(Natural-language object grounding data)
- Opening Delimiter -
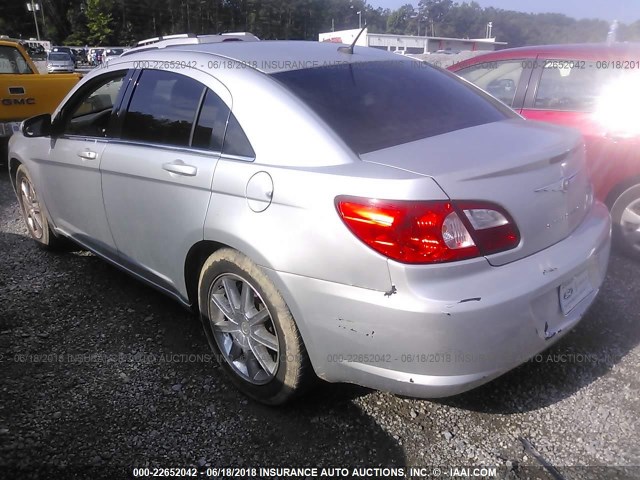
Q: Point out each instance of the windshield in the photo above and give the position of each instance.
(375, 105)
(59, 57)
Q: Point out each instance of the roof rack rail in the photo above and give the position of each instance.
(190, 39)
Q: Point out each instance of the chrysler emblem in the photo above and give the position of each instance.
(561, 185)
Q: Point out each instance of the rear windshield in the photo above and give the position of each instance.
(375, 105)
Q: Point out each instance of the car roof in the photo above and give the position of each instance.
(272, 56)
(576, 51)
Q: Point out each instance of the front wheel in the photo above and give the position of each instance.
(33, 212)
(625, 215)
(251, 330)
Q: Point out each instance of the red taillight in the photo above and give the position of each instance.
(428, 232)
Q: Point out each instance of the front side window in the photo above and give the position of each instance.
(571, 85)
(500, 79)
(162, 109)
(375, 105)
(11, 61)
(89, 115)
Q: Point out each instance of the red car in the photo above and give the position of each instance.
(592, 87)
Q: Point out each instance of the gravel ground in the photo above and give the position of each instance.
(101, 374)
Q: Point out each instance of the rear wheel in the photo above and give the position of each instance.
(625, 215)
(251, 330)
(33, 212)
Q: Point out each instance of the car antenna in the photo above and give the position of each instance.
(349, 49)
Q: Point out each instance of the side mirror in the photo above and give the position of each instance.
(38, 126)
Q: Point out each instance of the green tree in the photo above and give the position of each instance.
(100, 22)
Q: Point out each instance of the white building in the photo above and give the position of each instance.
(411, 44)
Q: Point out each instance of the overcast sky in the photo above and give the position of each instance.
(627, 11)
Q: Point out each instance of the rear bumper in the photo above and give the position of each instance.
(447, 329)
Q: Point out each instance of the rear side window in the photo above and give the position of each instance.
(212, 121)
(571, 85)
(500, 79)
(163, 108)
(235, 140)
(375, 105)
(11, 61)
- Closing Delimiter -
EXERCISE: An exact retyping of each record, with no pictures, is the answer required.

THE COMPLETED TASK:
Q: Point out each instance of the windshield in the photo above and give the position of each instance.
(375, 105)
(59, 57)
Q: Point out each instance of the roof rack rail in the photo above and give the position of each instance.
(190, 39)
Q: Point out each instance of the chrysler emblem in the photo above and give the position of each instance.
(561, 185)
Q: Point out each instance of the rear windshield in the photo above and give the position of each instance.
(375, 105)
Q: Point out each instance of the car roof in the photo above and give the position of each instance.
(272, 56)
(576, 51)
Q: Point out each instance of the front wheel in the photo above and give the position of each instance.
(33, 212)
(625, 215)
(251, 330)
Q: Point out each instance of the red taillight in the photo above and give the position of each instance.
(428, 232)
Q: Point out each instance of the front side window in the photo above and give the position of each instance.
(571, 85)
(500, 79)
(162, 109)
(375, 105)
(11, 61)
(89, 115)
Q: Point out each instance of the red car in the photo above and give the position of each instance.
(592, 87)
Q: Point out each instance of the gravel ground in the photo above and give the position of each instance.
(101, 374)
Q: Point out each instance of the rear wheel in the photo above and give the position of each instance.
(625, 215)
(251, 330)
(33, 212)
Q: Point out each instance of the car antenna in the photo above and give the position of each instance.
(349, 49)
Q: Point out each instance of the side mirror in the photo above and give the position of each instance.
(38, 126)
Q: Point out each instance of the green tree in the photo above and give the position of each instance.
(100, 22)
Q: Point out each instance of the white building in the photo above and give the position of each instance.
(411, 44)
Q: Point out each instance of the overcast sky in the photo above and give the position of each instance.
(627, 11)
Q: Point out each instance of the rear bumper in the photo above and give the position of each instance.
(447, 329)
Q: Point out each instance of the rear side window in the photo above and give the position of each instance.
(212, 121)
(571, 85)
(500, 79)
(163, 108)
(235, 140)
(375, 105)
(11, 61)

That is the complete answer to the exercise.